• [List of tasks]:
1. From the writer interview, list every price, age, page count, and word count stated as a number or number word.
2. Carry on with the writer interview, starting right after its last sentence.
[Source extract Boundary: Start]
Have you always wanted to be a writer? Can you tell me a bit about your journey?

Oh, absolutely. I’ve been writing more or less since I learned how to read. I sold my first short story (for $99 and a sheet pizza) when I was nineteen, and all through college and into grad school I had one foot in the hard sciences and one in the writing program. Half-way through my Ph.D., the university’s writer-in-residence cornered me on the quad and tried to convince me to drop out of my doctoral program and apply to Iowa. And you know, I thought about it—but in the end, I wanted to want to write. I didn’t want to have to write. That’s more or less where I’ve been ever since.

What’s one of the first things you remember writing?

I made my first attempt at a novel when I was twelve years old. It was two hundred pages long, written out in pencil on loose-leaf notebook paper. I gave it to my father, asked him what he thought. He read it, start to finish, then handed it back to me with a three word summary: hackneyed and derivative.
[Source extract Boundary: End]
[Data shown Boundary: Start]
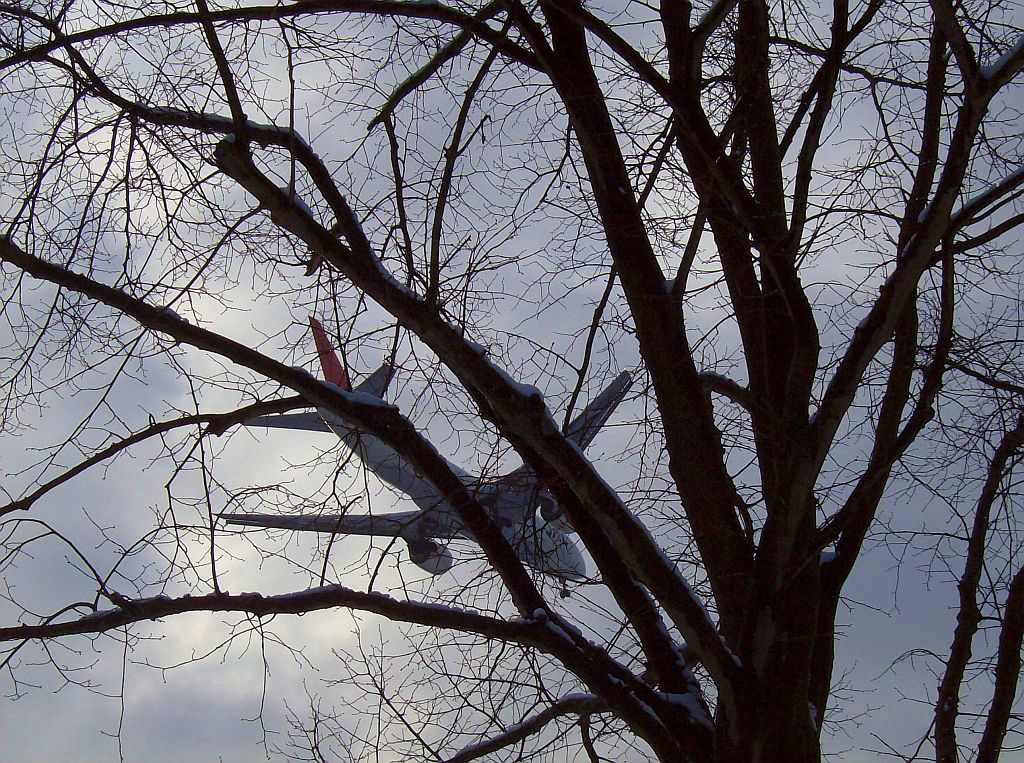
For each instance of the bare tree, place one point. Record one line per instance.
(801, 220)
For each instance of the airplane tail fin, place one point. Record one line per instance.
(334, 372)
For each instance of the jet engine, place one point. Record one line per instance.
(430, 556)
(552, 514)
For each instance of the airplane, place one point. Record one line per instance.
(542, 543)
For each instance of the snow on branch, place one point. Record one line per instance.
(568, 705)
(127, 611)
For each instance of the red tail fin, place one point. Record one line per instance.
(334, 372)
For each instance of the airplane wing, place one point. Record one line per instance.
(311, 422)
(398, 524)
(335, 373)
(522, 483)
(585, 427)
(384, 524)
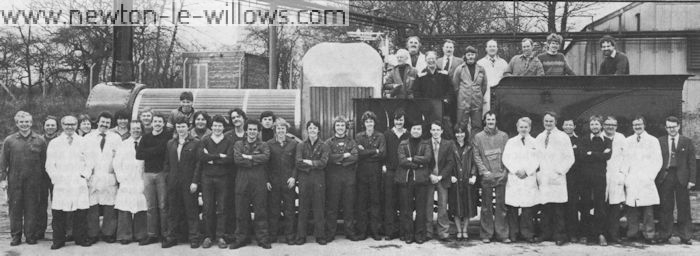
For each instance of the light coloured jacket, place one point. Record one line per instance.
(129, 173)
(69, 168)
(555, 161)
(516, 156)
(103, 183)
(642, 161)
(615, 176)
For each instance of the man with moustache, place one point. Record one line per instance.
(614, 63)
(22, 162)
(525, 64)
(470, 82)
(103, 185)
(494, 67)
(676, 178)
(341, 179)
(643, 160)
(592, 155)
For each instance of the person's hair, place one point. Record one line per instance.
(239, 111)
(526, 120)
(597, 118)
(553, 37)
(206, 116)
(122, 114)
(313, 122)
(186, 95)
(607, 38)
(368, 115)
(673, 119)
(450, 41)
(180, 119)
(253, 122)
(158, 115)
(552, 114)
(218, 119)
(281, 122)
(21, 115)
(470, 49)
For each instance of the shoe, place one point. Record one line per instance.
(265, 245)
(206, 243)
(168, 243)
(222, 243)
(56, 246)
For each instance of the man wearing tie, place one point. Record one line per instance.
(677, 176)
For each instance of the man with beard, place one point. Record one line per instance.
(614, 63)
(340, 180)
(103, 185)
(470, 82)
(22, 162)
(593, 153)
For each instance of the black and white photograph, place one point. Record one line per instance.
(349, 127)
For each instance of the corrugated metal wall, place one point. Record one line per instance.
(284, 103)
(328, 102)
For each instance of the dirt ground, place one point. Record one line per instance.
(342, 246)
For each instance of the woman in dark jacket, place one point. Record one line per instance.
(463, 194)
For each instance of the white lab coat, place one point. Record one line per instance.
(516, 156)
(65, 164)
(615, 176)
(129, 173)
(555, 161)
(103, 184)
(642, 161)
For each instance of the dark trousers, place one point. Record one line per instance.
(23, 196)
(521, 223)
(413, 197)
(614, 213)
(674, 194)
(574, 205)
(593, 197)
(312, 194)
(214, 192)
(634, 219)
(281, 200)
(59, 225)
(183, 206)
(368, 207)
(131, 226)
(109, 221)
(553, 221)
(341, 182)
(493, 216)
(390, 197)
(251, 188)
(155, 189)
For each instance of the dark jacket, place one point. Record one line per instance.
(392, 148)
(317, 153)
(183, 171)
(371, 144)
(151, 150)
(418, 168)
(685, 159)
(219, 166)
(282, 164)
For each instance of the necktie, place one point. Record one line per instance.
(102, 142)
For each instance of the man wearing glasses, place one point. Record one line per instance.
(677, 176)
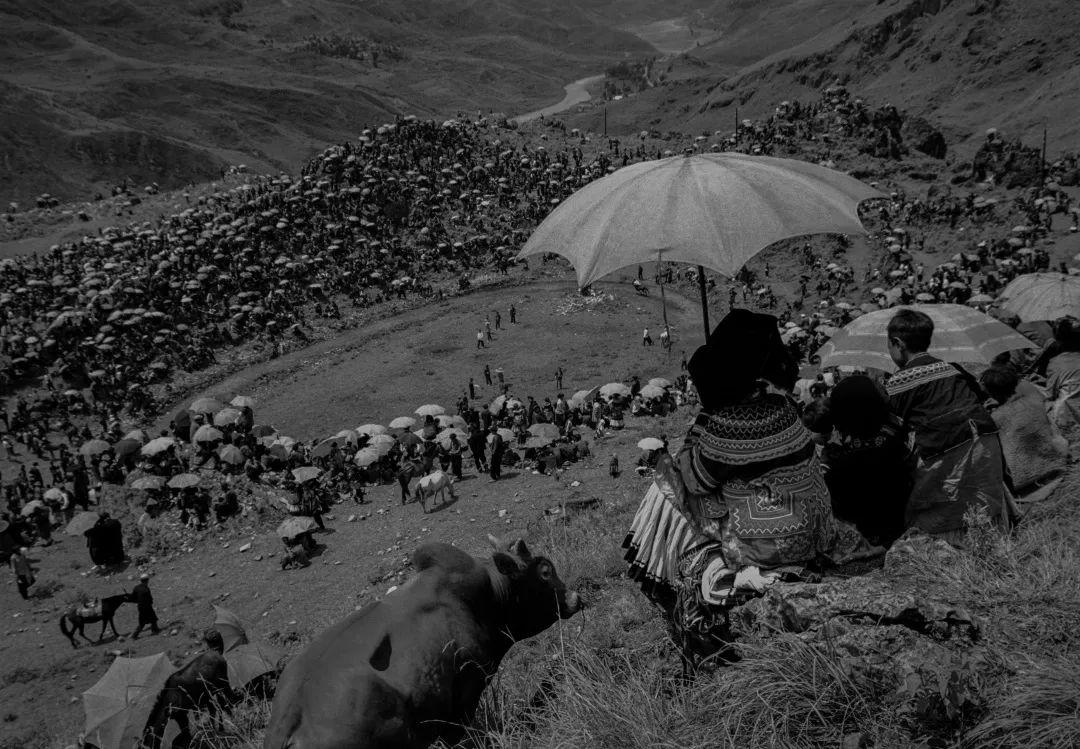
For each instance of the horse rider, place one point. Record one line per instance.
(144, 599)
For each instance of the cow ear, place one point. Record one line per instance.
(521, 549)
(505, 563)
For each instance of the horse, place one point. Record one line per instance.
(200, 684)
(79, 616)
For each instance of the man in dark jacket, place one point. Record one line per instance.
(144, 600)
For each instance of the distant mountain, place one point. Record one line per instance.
(967, 65)
(94, 91)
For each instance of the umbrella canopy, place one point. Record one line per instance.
(307, 473)
(119, 705)
(292, 527)
(147, 482)
(207, 434)
(31, 507)
(94, 447)
(184, 481)
(714, 209)
(226, 417)
(582, 396)
(231, 454)
(158, 446)
(548, 432)
(372, 430)
(232, 629)
(612, 389)
(1042, 296)
(81, 522)
(650, 392)
(248, 662)
(366, 457)
(206, 406)
(126, 447)
(961, 335)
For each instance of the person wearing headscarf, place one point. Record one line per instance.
(868, 466)
(940, 405)
(744, 493)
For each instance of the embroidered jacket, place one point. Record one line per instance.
(939, 403)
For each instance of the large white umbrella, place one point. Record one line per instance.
(1042, 296)
(961, 335)
(716, 210)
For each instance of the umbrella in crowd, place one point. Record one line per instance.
(81, 522)
(31, 507)
(547, 432)
(613, 389)
(248, 662)
(231, 454)
(1042, 296)
(961, 335)
(94, 447)
(226, 417)
(119, 705)
(292, 527)
(206, 406)
(715, 210)
(184, 481)
(148, 482)
(307, 473)
(157, 446)
(233, 631)
(207, 434)
(372, 430)
(651, 392)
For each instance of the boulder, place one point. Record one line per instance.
(923, 137)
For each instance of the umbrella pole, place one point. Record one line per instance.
(704, 298)
(663, 300)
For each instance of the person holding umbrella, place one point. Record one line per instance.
(24, 573)
(144, 601)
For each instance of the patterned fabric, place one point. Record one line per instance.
(907, 379)
(751, 433)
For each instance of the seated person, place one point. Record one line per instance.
(868, 467)
(960, 464)
(1035, 453)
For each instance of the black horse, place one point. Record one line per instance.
(202, 684)
(79, 616)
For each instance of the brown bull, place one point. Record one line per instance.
(410, 669)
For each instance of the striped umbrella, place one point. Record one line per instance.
(961, 335)
(1042, 296)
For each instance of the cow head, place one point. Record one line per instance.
(536, 597)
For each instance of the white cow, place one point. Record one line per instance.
(432, 485)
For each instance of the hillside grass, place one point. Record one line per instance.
(610, 679)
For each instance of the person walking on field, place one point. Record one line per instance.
(144, 600)
(23, 571)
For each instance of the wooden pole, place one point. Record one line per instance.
(704, 298)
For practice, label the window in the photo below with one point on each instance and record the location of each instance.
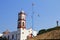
(22, 32)
(12, 36)
(23, 23)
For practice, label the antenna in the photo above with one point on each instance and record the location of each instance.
(32, 14)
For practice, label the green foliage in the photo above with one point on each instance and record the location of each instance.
(41, 31)
(48, 30)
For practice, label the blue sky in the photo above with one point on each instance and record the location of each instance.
(49, 11)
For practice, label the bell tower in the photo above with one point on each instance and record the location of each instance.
(21, 20)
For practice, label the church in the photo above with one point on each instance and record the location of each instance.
(22, 33)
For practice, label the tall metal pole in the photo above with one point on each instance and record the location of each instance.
(32, 14)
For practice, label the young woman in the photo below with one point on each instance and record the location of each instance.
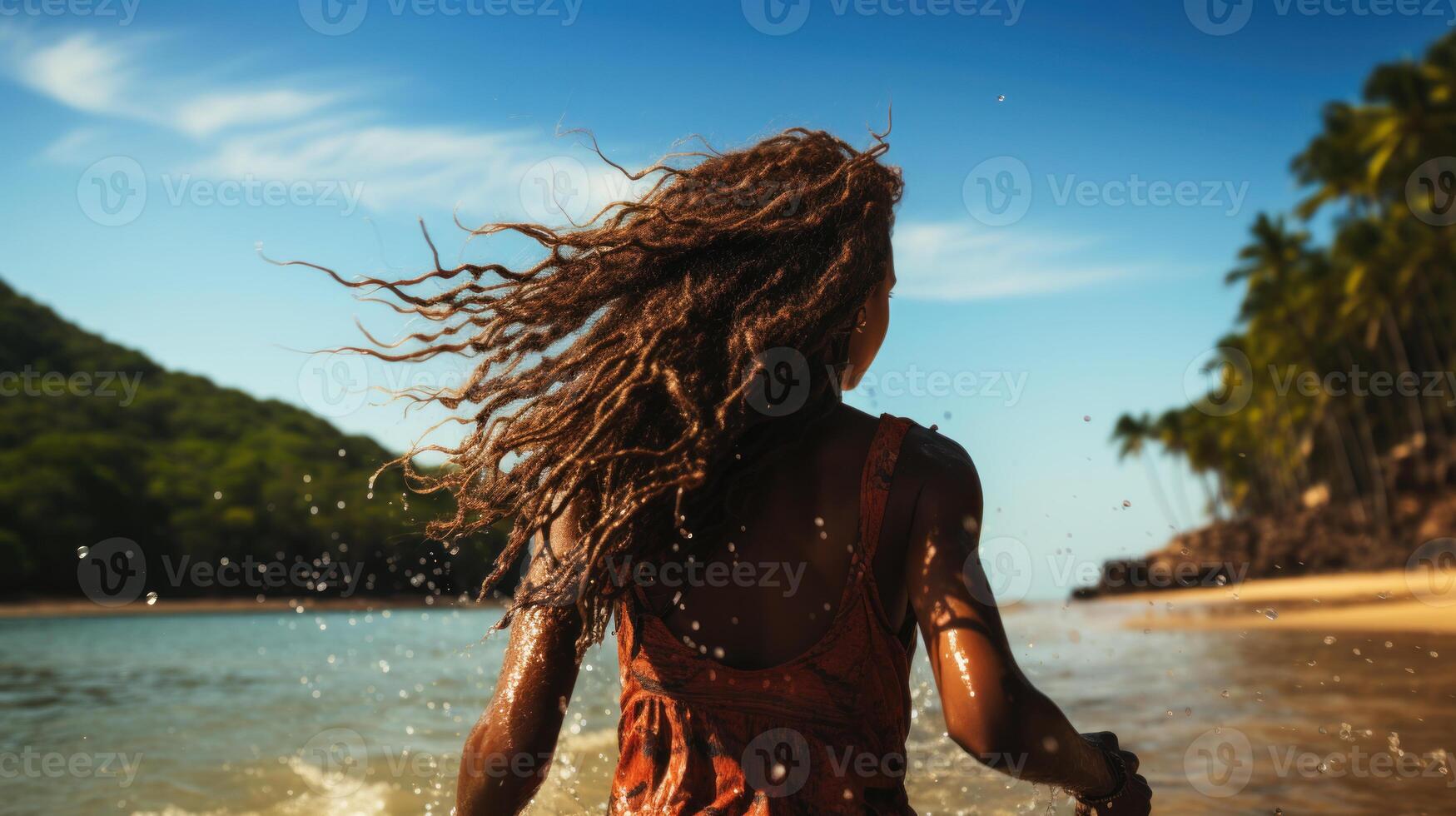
[Data shown Boundary: End]
• [Answers given]:
1.
- $99 (price of the first short story)
- nineteen (age when the first short story sold)
- twelve (age at the first novel attempt)
- two hundred (pages in that novel)
- three (words in the father's summary)

2.
There was more to it than that, actually. He gave me a long speech about the importance of the years of study and preparation that are necessary before you can create anything of real value, but hackneyed and derivative was the only bit that stuck with me.

I’m kind of hoping he gives Three Days in April a stronger review.

What are a few of your favorite books and authors?

That’s a hard one. I like a lot of things. In no particular order: Bill Bryson, Margaret Atwood, David Brin, Dying of the Light, Incendiary, Spaceling, Kurt Vonnegut, Octavia Bulter, Neil Gaiman, City, Vernor Vinge, Department of Speculation, and Bill Watterson.

If you could read one book again for the first time, which one would it be?

Cat’s Cradle. “…she laughed, and brought her finger to her lips, and died.” Gets me every time.

What are you currently reading?

I’ve got a few books in the hopper at the moment. I’m most of the way through Lexie Dunne’s Superheroes Anonymous, and a little less that half-way into Siddhartha Mukherjee’s The Emperor of all Maladies. I also just finished Suki Kim’s Without You, There Is No Us. Of the three, Lexie’s book is definitely the most fun.

What’s next for you?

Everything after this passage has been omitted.